Text section:
※ ※ ※
The term “equitable adjustment” appears in the FAR in 111 places, and the term “request for equitable adjustment” appears in 11 instances, yet there is no official definition, in the FAR or anywhere else, of the terms “Request for Equitable Adjustment” or “REA.”

A Request for Equitable Adjustment (REA), on the other hand, allows a contractor to recover costs associated with any suspensions of work or terminations for convenience or other constructive changes by the owner of a project. Use of a REA is guided by a number of FAR clauses such as FAR 52.236-2, FAR 52.42-14, FAR 52.243-1, 52.249-2, and 52.212-13. (Differing Site Conditions, “Suspension of Work”, Changes – Fixed Price, Termination for Convenience, and Stop Work Order, respectively).

Government contracts are often prone to delays and changes with no fault of the contractor’s. In such situations, the contractor can rightfully ask for more time or claim damages from the government on the contract, as it makes it more expensive to execute. In such situations the contractor an either;

  1. File a claim under Contract Disputes Act, or
  2. Put forward a request for equitable adjustment (REA) to the contracting officer.
※ ※ ※
(Entries taken from a collection)
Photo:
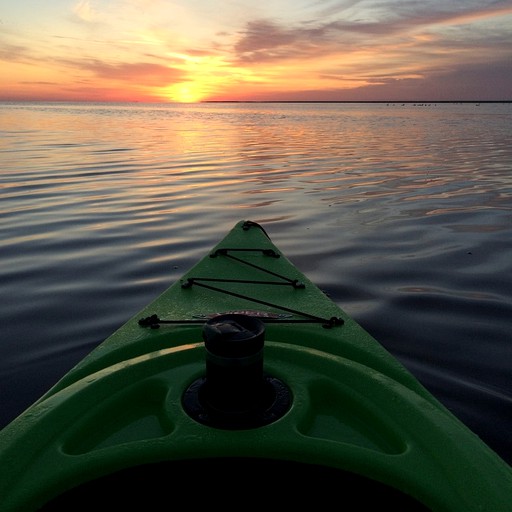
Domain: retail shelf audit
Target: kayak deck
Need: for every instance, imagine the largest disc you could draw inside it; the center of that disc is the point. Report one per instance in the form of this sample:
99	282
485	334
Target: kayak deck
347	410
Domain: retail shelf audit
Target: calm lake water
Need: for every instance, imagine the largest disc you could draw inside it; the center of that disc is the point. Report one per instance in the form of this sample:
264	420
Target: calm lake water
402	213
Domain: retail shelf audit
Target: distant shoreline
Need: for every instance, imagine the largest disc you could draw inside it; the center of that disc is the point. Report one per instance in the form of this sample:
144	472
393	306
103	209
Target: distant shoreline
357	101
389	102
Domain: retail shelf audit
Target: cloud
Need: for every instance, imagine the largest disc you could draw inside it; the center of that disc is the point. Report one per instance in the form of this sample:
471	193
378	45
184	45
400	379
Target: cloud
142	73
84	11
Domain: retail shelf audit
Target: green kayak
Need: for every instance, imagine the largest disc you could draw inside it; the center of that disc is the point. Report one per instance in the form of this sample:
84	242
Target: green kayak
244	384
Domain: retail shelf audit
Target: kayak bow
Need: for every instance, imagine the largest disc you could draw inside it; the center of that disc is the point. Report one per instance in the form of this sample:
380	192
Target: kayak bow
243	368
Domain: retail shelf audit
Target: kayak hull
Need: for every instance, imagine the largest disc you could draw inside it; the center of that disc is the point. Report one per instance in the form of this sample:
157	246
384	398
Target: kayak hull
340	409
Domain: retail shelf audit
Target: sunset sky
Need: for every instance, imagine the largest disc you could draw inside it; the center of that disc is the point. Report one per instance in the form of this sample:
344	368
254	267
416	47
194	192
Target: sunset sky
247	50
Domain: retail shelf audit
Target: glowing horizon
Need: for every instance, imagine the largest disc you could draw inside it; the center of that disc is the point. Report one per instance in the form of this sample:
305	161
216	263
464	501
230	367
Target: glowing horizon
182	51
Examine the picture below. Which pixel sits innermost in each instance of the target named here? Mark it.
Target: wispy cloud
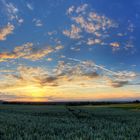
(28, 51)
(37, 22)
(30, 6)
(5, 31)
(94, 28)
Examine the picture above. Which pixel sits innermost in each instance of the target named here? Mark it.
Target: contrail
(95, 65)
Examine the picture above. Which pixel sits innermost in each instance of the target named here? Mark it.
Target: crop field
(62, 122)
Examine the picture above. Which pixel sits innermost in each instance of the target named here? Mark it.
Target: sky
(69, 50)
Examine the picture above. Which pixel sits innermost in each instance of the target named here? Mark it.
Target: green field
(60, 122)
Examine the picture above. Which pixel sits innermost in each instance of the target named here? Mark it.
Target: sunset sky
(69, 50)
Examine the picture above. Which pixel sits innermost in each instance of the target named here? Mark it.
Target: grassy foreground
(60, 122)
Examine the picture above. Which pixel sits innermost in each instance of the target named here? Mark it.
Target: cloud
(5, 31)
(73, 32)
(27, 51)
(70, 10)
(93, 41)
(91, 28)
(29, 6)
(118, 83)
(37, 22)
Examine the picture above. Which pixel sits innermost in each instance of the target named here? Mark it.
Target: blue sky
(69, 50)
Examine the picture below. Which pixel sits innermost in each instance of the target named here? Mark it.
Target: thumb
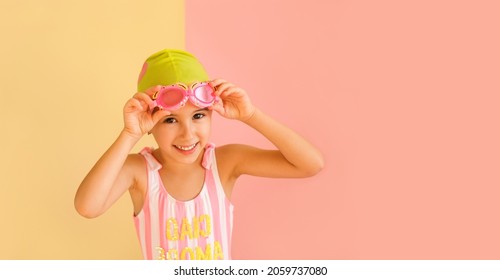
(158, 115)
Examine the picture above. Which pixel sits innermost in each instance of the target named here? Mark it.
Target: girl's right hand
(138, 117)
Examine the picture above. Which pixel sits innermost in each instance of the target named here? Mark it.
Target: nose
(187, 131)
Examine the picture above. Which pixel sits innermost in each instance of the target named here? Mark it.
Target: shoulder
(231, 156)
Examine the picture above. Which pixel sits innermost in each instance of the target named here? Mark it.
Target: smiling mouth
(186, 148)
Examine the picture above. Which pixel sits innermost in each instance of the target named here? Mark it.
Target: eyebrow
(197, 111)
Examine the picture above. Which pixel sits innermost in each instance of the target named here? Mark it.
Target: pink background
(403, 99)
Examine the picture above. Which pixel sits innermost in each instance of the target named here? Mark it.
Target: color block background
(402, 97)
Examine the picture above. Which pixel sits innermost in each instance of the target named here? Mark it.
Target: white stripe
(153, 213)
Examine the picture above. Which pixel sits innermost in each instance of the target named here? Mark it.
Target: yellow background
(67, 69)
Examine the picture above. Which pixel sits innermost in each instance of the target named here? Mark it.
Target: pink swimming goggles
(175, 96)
※ ※ ※
Which clause titles does the passage on requests for equitable adjustment list in parentheses?

Differing Site Conditions
Suspension of Work
Changes – Fixed Price
Termination for Convenience
Stop Work Order